# Given passage
☆ ☆ ☆ ☆ ☆ ☆ ☆

Sample dispute letter:
[http://nedap.org/resources/documents/DisputeLetterwithElectr...](http://nedap.org/resources/documents/DisputeLetterwithElectronicForm.pdf)

Sample "cease contact" letter:
[http://nedap.org/resources/documents/CeaseLetterwithElectron...](http://nedap.org/resources/documents/CeaseLetterwithElectronicForm.pdf)

It's actually a pretty nice, common sense law. Note that if you intend to
dispute the charge, you should move quickly: there's a 30 day limit from first
notice.

------
LunaBlue
Thanks to all the folks offering support here and sharing their own stories of
frustration with Expedia. We also wanted to note we are aware that our site is
down. Our host server is having real troubles today and tell us things won't
be fixed for 24 hours. If you need to contact us before then please email us
at info@lunabluehotel.com or via our Facebook page.

☆ ☆ ☆ ☆ ☆ ☆ ☆

# Written problem a
List every web link and email address in the forum thread.

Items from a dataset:
☆ ☆ ☆ ☆ ☆ ☆ ☆

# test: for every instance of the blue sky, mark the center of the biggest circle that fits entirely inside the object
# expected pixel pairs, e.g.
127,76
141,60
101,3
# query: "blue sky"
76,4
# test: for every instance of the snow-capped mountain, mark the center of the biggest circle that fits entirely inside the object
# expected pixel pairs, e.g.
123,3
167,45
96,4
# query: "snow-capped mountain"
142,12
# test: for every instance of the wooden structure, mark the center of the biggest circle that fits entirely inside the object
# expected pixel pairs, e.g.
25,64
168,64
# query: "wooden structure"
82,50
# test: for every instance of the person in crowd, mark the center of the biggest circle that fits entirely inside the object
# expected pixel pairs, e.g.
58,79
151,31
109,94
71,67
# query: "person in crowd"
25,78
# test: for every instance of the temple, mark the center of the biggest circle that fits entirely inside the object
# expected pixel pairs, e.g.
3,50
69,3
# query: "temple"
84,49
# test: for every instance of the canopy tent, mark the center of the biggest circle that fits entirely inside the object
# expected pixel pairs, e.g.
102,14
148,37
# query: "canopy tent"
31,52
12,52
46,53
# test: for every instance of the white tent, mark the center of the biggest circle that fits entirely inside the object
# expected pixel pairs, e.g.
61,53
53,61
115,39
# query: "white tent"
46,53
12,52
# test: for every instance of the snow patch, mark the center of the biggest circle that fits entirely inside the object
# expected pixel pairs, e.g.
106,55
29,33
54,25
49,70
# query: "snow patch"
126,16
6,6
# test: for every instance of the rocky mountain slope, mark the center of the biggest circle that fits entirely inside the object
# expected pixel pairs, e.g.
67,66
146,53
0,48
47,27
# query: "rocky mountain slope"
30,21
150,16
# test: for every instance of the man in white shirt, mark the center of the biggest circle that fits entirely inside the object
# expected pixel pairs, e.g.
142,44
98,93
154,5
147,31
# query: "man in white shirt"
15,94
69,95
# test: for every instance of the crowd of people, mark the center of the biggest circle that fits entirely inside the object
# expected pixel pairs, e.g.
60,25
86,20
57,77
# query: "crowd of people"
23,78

☆ ☆ ☆ ☆ ☆ ☆ ☆

# Written problem b
Please edit the records from the line that has "# test: for every instance of the crowd" through the end of the records, changing "crowd of people" to "group of people" and leaving everything else as it is.

# Full solution a
http://nedap.org/resources/documents/DisputeLetterwithElectronicForm.pdf
http://nedap.org/resources/documents/CeaseLetterwithElectronicForm.pdf
info@lunabluehotel.com

# Full solution b
# test: for every instance of the group of people, mark the center of the biggest circle that fits entirely inside the object
# expected pixel pairs, e.g.
60,25
86,20
57,77
# query: "group of people"
23,78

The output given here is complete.